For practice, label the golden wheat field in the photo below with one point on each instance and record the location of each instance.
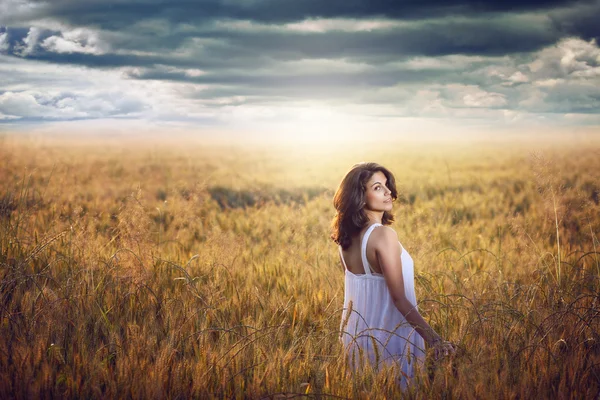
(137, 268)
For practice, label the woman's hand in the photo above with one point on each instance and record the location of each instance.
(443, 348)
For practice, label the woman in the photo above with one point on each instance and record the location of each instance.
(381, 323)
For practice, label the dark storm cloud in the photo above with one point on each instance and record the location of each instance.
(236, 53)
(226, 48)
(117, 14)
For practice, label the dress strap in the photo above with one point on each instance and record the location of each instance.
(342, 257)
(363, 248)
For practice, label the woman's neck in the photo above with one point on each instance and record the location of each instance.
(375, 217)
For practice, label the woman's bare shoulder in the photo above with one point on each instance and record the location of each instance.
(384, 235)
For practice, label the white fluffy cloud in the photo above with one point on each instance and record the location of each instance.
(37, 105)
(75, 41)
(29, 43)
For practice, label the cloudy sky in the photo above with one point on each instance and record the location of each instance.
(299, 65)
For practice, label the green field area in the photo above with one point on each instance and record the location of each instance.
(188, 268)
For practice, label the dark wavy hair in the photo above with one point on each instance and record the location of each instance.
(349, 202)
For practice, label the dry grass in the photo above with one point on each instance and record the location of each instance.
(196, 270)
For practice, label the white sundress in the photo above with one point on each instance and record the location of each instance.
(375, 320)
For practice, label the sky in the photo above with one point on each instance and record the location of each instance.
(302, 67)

════════════════════

* _Request_
Can you rewrite every line above, requests included, shifting each coordinate in the answers up by 46 and leaving out the picture?

* _Full answer_
For practice, label the golden wheat field in the photo below with one point on each instance and record the location of each instance.
(183, 314)
For practice, label the woman's hand in the photo above with one point on each instance and record the location of each instance.
(489, 394)
For practice, label the woman in the photo above with one point on each instance and record the location of each instance.
(427, 369)
For practice, label the dark storm cloud in the photo above with one point on each instance and record the location of each instance.
(282, 99)
(272, 94)
(163, 60)
For practice, label the dress strap in the photo above with one point on each instance and record the location of each instance.
(388, 303)
(409, 294)
For practice, label the woman's neck in the photo above with one point on each instance and record the location of each instance.
(421, 263)
For practice, label the woman's bare shoulder in the photo above with one point on each instance and record the location of each instance.
(430, 281)
For practice, label the white fluffy cloud in the photo above with one point on each instance and record the location of each instance.
(83, 151)
(121, 87)
(75, 89)
For practice, label the cloudy sky in the photo above with one point on each instance and record the location of each instance.
(345, 111)
For practice, label the green field area in the photo above with one point on each instance and record the location of each instance.
(234, 314)
For practice, label the dark wavy hair in the photo above with one point on each instance and record the location of each instance.
(395, 248)
For practice, label the dry grass in the photo above with one point on each instance and record the location of each instance.
(242, 316)
For practice, label the white sundress in the photo above with one point on each instance and record the location of each instance.
(421, 366)
For practice, label the sky in the photo above with one point on each instance and record the location of each instance.
(348, 113)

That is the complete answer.